Please reproduce the whole listing without altering anything.

________________________________________

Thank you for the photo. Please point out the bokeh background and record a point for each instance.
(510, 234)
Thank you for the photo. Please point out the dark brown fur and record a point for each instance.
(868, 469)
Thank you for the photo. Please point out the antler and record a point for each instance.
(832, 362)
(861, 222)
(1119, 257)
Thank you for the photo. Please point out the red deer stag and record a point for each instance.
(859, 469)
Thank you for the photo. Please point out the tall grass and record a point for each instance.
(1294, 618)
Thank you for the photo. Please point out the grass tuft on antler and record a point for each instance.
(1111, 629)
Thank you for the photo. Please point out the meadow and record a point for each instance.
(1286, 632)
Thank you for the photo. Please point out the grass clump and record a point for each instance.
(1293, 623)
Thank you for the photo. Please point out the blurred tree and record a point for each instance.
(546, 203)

________________________________________

RESPONSE:
Thank you for the photo. Please point out the bokeh background and record a point for each instance.
(510, 234)
Thank you for the photo. Please point out the dark brown fur and record a point for each instance.
(868, 469)
Thank you for the photo. Please point out the antler and record a point for each instance.
(832, 362)
(861, 222)
(1119, 257)
Thank you for the photo. Please point out the red deer stag and record a point for each instance.
(859, 469)
Thank you for the photo. Please point out the tall grass and record a point for each instance.
(1294, 618)
Thank you for the photo. Please point out the grass tuft on antler and record a point for each instance.
(1111, 629)
Thank you for the photo. Please point out the meadow and record a point for each instance.
(1286, 632)
Thank you for the photo. Please point out the grass clump and record a point for each instance.
(1293, 623)
Thank you for the photo. Please point out the blurred tree and record a point for each instance.
(546, 203)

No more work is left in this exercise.